• WHAT TO WORK ON
Retype the primary care physician shortage text word for word.

• SOURCE TEXT
A survey by the Journal of the American Medical Association reports that only two percent of U.S. graduating medical students plan to work in primary care. A University of Missouri study highlights a dramatic shortfall of primary care doctors --- up to 44,000 by 2025. Federal studies project a national shortage of 55,000 physicians by 2020.
Within this sobering context, Ross University places more graduates into U.S. Residencies than any medical school in the world. Nearly two-thirds of its graduates --- 64 percent --- choose primary care. Ross University is the top feeder of new U.S. doctors into Family Practice and Internal Medicine. Since its inception, Ross University has graduated more than 6,500 physicians.
Many of these graduates practice in underserved inner city and rural areas. 20 percent of its students --- more than double the U.S. average --- are under-represented minorities and 50 percent of its graduates are women.

• DATA FOR ANALYSIS
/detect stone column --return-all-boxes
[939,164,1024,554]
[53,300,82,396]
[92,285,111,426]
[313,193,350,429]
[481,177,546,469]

• ANSWER FOR THIS EXERCISE
A survey by the Journal of the American Medical Association reports that only two percent of U.S. graduating medical students plan to work in primary care. A University of Missouri study highlights a dramatic shortfall of primary care doctors --- up to 44,000 by 2025. Federal studies project a national shortage of 55,000 physicians by 2020.
Within this sobering context, Ross University places more graduates into U.S. Residencies than any medical school in the world. Nearly two-thirds of its graduates --- 64 percent --- choose primary care. Ross University is the top feeder of new U.S. doctors into Family Practice and Internal Medicine. Since its inception, Ross University has graduated more than 6,500 physicians.
Many of these graduates practice in underserved inner city and rural areas. 20 percent of its students --- more than double the U.S. average --- are under-represented minorities and 50 percent of its graduates are women.